= Short task =
Update the entries below by replacing every "leaf" with "frond" and changing nothing else. Leave the pictures out of your answer.

============================================================

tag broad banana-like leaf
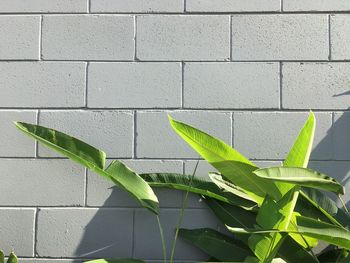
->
[7,255,18,263]
[140,173,256,210]
[105,161,159,214]
[179,228,252,262]
[169,116,279,204]
[85,259,146,263]
[16,122,159,214]
[205,198,317,263]
[254,167,344,194]
[228,216,350,252]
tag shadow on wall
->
[74,99,350,260]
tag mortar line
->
[181,62,185,109]
[328,15,332,61]
[279,61,283,110]
[84,62,90,109]
[134,15,139,61]
[39,15,44,60]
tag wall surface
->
[0,0,350,263]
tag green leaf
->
[85,259,146,263]
[105,161,159,214]
[169,116,279,204]
[283,112,316,168]
[179,228,252,262]
[7,252,18,263]
[140,173,256,210]
[254,167,344,194]
[16,122,159,214]
[228,216,350,252]
[15,122,106,170]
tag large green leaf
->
[140,173,256,210]
[15,122,106,170]
[283,112,316,168]
[85,259,146,263]
[169,116,279,204]
[228,216,350,249]
[16,122,159,216]
[105,161,159,214]
[179,228,252,262]
[254,167,344,194]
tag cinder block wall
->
[0,0,350,263]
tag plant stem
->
[156,215,167,263]
[338,195,349,213]
[170,160,199,263]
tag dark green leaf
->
[179,228,252,262]
[254,167,344,194]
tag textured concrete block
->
[91,0,184,13]
[186,0,281,12]
[0,62,85,108]
[39,110,133,158]
[0,208,35,257]
[136,111,231,158]
[232,14,329,60]
[37,208,133,258]
[332,112,350,160]
[87,160,182,207]
[0,159,85,206]
[0,16,40,60]
[282,63,350,109]
[330,15,350,60]
[136,15,230,61]
[134,209,221,260]
[42,15,134,60]
[233,112,333,160]
[283,0,350,11]
[88,63,182,108]
[0,111,36,157]
[0,0,87,13]
[184,63,280,109]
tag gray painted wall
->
[0,0,350,262]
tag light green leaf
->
[105,161,159,214]
[15,122,106,170]
[254,167,344,194]
[169,116,279,204]
[85,259,146,263]
[179,228,252,262]
[16,122,159,216]
[283,112,316,168]
[140,173,256,210]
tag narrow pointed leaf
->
[179,228,252,262]
[254,167,344,194]
[15,122,106,169]
[169,116,277,203]
[283,112,316,168]
[105,161,159,214]
[16,122,158,213]
[140,173,256,210]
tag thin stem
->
[156,215,167,263]
[170,160,199,263]
[338,195,349,213]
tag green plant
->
[16,112,350,263]
[0,250,18,263]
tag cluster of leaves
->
[16,112,350,263]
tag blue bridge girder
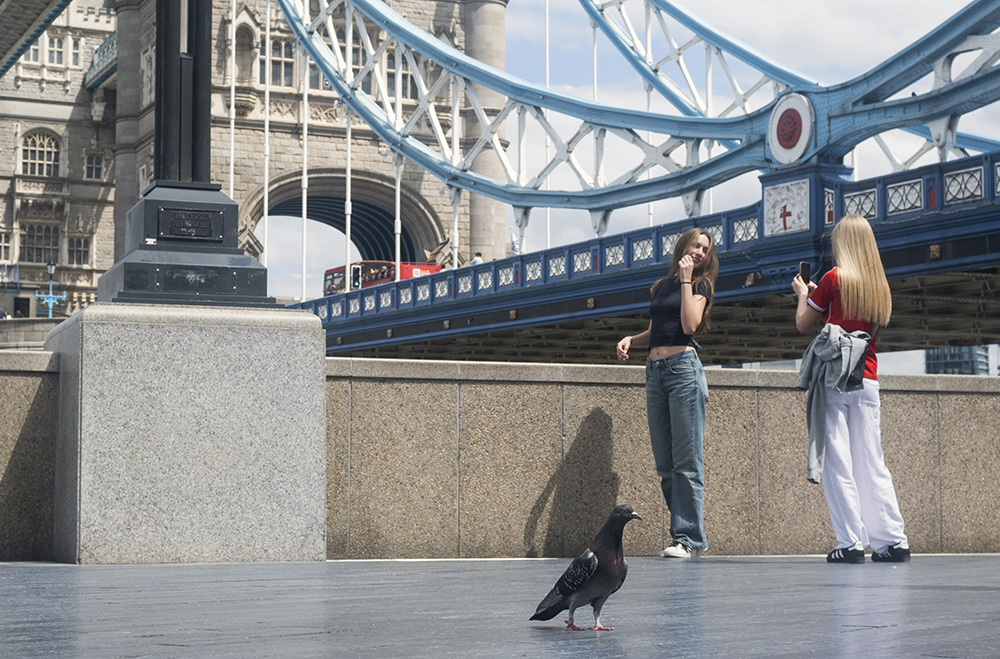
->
[292,153,1000,361]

============================================================

= Finished task =
tag broad banana-like frond
->
[7,255,18,263]
[140,173,256,210]
[105,161,159,214]
[179,228,252,262]
[169,116,279,204]
[85,259,146,263]
[16,122,159,214]
[205,198,317,263]
[254,167,344,194]
[228,216,350,252]
tag shadow on wall
->
[74,99,350,260]
tag mortar line
->
[181,62,185,109]
[328,15,332,61]
[279,61,283,110]
[84,62,90,109]
[134,15,139,61]
[39,15,44,60]
tag wall surface
->
[0,0,350,263]
tag green frond
->
[85,259,146,263]
[105,161,159,214]
[169,116,279,204]
[283,112,316,168]
[179,228,252,262]
[7,252,18,263]
[140,173,256,210]
[254,167,344,194]
[16,122,159,214]
[228,216,350,252]
[15,122,106,170]
tag large green frond
->
[140,173,256,210]
[15,122,106,170]
[283,112,316,168]
[85,259,146,263]
[169,116,279,204]
[228,216,350,249]
[16,122,159,216]
[105,161,159,214]
[179,228,252,262]
[254,167,344,194]
tag cinder block wall
->
[0,0,350,263]
tag plant stem
->
[156,215,167,263]
[338,195,349,213]
[170,160,199,263]
tag dark green frond
->
[179,228,252,262]
[254,167,344,194]
tag textured concrete block
->
[91,0,184,13]
[186,0,281,12]
[0,62,85,108]
[39,110,133,158]
[0,208,35,257]
[136,111,231,158]
[232,14,329,60]
[37,208,133,258]
[332,112,350,160]
[87,160,182,207]
[0,159,85,206]
[0,16,40,60]
[282,63,350,109]
[330,15,350,60]
[136,15,230,61]
[134,209,221,260]
[42,15,134,60]
[233,112,333,160]
[283,0,350,11]
[88,63,182,108]
[0,111,36,157]
[0,0,87,13]
[184,63,280,109]
tag gray painted wall
->
[0,0,350,262]
tag light green frond
->
[105,161,159,214]
[15,122,106,170]
[254,167,344,194]
[169,116,279,204]
[85,259,146,263]
[179,228,252,262]
[16,122,159,216]
[283,112,316,168]
[140,173,256,210]
tag narrow pointed frond
->
[179,228,252,262]
[254,167,344,194]
[15,122,106,169]
[169,116,277,203]
[283,112,316,168]
[105,161,159,214]
[16,122,158,213]
[140,173,256,210]
tag thin stem
->
[156,215,167,263]
[170,160,199,263]
[338,195,349,213]
tag green plant
->
[16,112,350,263]
[0,250,18,263]
tag cluster of leaves
->
[16,112,350,263]
tag blue bridge girder
->
[292,153,1000,361]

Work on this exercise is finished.